◆ GIVEN INFORMATION
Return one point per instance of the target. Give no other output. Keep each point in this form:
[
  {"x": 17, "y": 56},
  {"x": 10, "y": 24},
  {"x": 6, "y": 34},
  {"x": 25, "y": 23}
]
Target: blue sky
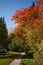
[{"x": 8, "y": 7}]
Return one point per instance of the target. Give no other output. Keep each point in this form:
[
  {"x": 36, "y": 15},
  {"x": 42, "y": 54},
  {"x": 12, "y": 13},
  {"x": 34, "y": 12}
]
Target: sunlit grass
[{"x": 8, "y": 57}]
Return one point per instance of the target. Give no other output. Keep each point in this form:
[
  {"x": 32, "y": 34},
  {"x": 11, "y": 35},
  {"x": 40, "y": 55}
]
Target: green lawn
[
  {"x": 26, "y": 60},
  {"x": 8, "y": 57}
]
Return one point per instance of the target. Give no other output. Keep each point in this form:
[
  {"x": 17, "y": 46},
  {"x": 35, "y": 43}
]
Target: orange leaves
[
  {"x": 22, "y": 18},
  {"x": 24, "y": 13}
]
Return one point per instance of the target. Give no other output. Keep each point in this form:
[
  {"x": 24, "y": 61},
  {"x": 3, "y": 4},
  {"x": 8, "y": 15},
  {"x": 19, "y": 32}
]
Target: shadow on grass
[
  {"x": 17, "y": 56},
  {"x": 9, "y": 56}
]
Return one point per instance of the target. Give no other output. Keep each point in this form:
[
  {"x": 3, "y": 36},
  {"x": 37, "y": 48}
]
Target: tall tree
[{"x": 3, "y": 33}]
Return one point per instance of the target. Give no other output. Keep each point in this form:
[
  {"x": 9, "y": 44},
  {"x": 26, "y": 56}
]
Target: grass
[
  {"x": 8, "y": 57},
  {"x": 26, "y": 60}
]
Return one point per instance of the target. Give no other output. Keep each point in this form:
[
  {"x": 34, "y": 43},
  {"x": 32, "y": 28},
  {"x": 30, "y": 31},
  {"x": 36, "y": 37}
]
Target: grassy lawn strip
[
  {"x": 8, "y": 57},
  {"x": 26, "y": 60}
]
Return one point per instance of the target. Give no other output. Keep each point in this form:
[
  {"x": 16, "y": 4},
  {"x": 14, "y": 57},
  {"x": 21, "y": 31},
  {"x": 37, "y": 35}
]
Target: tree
[{"x": 3, "y": 33}]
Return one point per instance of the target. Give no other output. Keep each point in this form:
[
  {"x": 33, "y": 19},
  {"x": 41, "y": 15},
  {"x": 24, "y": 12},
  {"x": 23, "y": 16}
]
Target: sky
[{"x": 8, "y": 8}]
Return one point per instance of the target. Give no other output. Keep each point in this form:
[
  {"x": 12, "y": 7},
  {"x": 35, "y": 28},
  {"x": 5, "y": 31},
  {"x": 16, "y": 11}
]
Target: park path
[{"x": 17, "y": 60}]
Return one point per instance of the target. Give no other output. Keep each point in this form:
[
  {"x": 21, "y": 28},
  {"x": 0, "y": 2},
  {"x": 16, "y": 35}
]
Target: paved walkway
[{"x": 17, "y": 60}]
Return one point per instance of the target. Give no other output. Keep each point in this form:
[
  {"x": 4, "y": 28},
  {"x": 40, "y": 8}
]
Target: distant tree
[{"x": 3, "y": 33}]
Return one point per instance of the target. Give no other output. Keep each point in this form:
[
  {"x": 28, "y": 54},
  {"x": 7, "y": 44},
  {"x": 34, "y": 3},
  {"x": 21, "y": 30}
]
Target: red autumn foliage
[
  {"x": 24, "y": 13},
  {"x": 21, "y": 16}
]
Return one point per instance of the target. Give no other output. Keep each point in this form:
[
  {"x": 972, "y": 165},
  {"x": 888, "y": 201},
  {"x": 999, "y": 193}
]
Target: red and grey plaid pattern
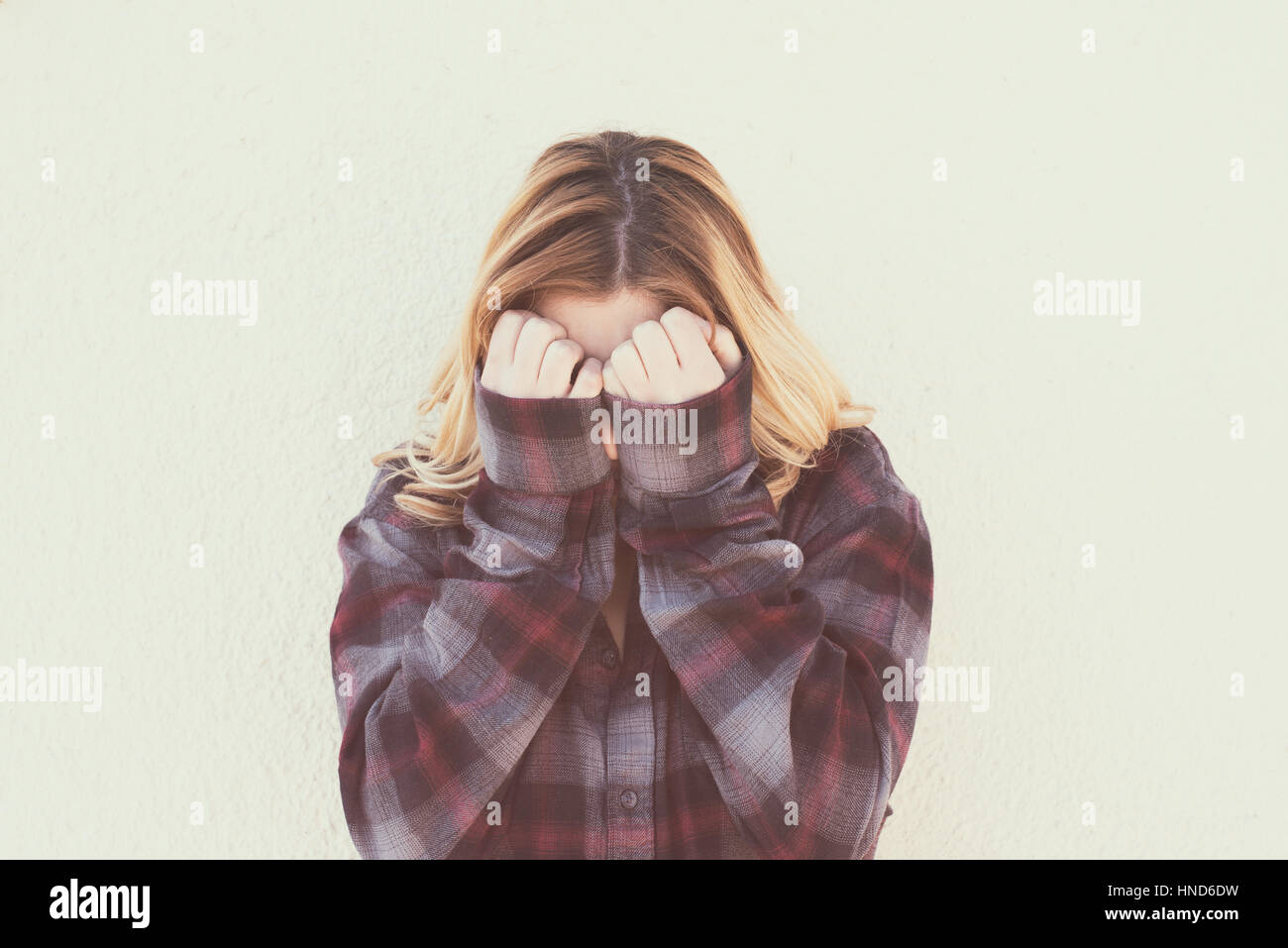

◆ WHAT YOU ARE ASKED TO DO
The entries above need to be output again in full, exactly, and without pictures.

◆ ANSWER SPACE
Return one point per instance of the target. Give no other output. Keep each point in this form:
[
  {"x": 17, "y": 56},
  {"x": 10, "y": 24},
  {"x": 6, "y": 34},
  {"x": 25, "y": 23}
]
Target: blue sky
[{"x": 8, "y": 7}]
Return one point per instance of the target. Give no other output. Keep each point in this form:
[
  {"x": 36, "y": 15},
  {"x": 42, "y": 54},
  {"x": 12, "y": 13},
  {"x": 34, "y": 12}
]
Target: sunlit grass
[{"x": 8, "y": 57}]
Return one point per instance of the target. Give no other output. Keep each point in this form:
[
  {"x": 32, "y": 34},
  {"x": 11, "y": 35},
  {"x": 40, "y": 55}
]
Target: green lawn
[
  {"x": 26, "y": 60},
  {"x": 8, "y": 57}
]
Return one point per instance of the target. Give no other output. Keep each point in this form:
[
  {"x": 17, "y": 46},
  {"x": 35, "y": 43}
]
Target: orange leaves
[
  {"x": 22, "y": 18},
  {"x": 24, "y": 13}
]
Return one point per instance of the target. Give no other output. Keep each point in this form:
[
  {"x": 24, "y": 61},
  {"x": 3, "y": 4},
  {"x": 8, "y": 15},
  {"x": 19, "y": 32}
]
Target: shadow on grass
[
  {"x": 17, "y": 56},
  {"x": 9, "y": 56}
]
Return one point per instance of the target. Give no other output. Keep each point in this form:
[
  {"x": 3, "y": 36},
  {"x": 37, "y": 48}
]
Target: tall tree
[{"x": 3, "y": 33}]
Return one point per instance of the target. Give no other output. Keep each point in this form:
[
  {"x": 9, "y": 44},
  {"x": 26, "y": 56}
]
Target: grass
[
  {"x": 8, "y": 57},
  {"x": 26, "y": 60}
]
Return one point per instance of the target. Give no other output. Keep each point in this form:
[
  {"x": 34, "y": 43},
  {"x": 32, "y": 28},
  {"x": 30, "y": 31},
  {"x": 36, "y": 37}
]
Target: grassy lawn strip
[
  {"x": 8, "y": 57},
  {"x": 26, "y": 60}
]
Return one point per instance of the target. Give no other output. Keep each point in this form:
[
  {"x": 16, "y": 4},
  {"x": 14, "y": 57},
  {"x": 21, "y": 31},
  {"x": 37, "y": 35}
]
Target: tree
[{"x": 3, "y": 33}]
Return one point per instance of the target. Give no other output. Keep each point in this form:
[
  {"x": 33, "y": 19},
  {"x": 41, "y": 15},
  {"x": 24, "y": 12},
  {"x": 23, "y": 16}
]
Target: sky
[{"x": 8, "y": 8}]
Return one point per instance of the target. Give no other output. Keep each point in this form:
[
  {"x": 12, "y": 7},
  {"x": 35, "y": 28},
  {"x": 5, "y": 31},
  {"x": 16, "y": 11}
]
Target: park path
[{"x": 17, "y": 60}]
Return one point per instance of the target. Give no other output. Keep each point in this form:
[
  {"x": 21, "y": 28},
  {"x": 0, "y": 2},
  {"x": 16, "y": 35}
]
Target: paved walkway
[{"x": 17, "y": 60}]
Return one point per instance of the target. Give no other output. Keep each point in this form:
[
  {"x": 4, "y": 28},
  {"x": 40, "y": 8}
]
Target: distant tree
[{"x": 3, "y": 33}]
Return one point per instance of the target. Give no other output. Keep each point in this form:
[
  {"x": 28, "y": 54},
  {"x": 7, "y": 44},
  {"x": 34, "y": 3},
  {"x": 21, "y": 30}
]
Target: red autumn foliage
[
  {"x": 24, "y": 13},
  {"x": 21, "y": 16}
]
Return one point per instance of the target. Give no other output. Keep each point in this form:
[
  {"x": 972, "y": 165},
  {"x": 888, "y": 201},
  {"x": 999, "y": 193}
]
Target: red and grey plaid pattern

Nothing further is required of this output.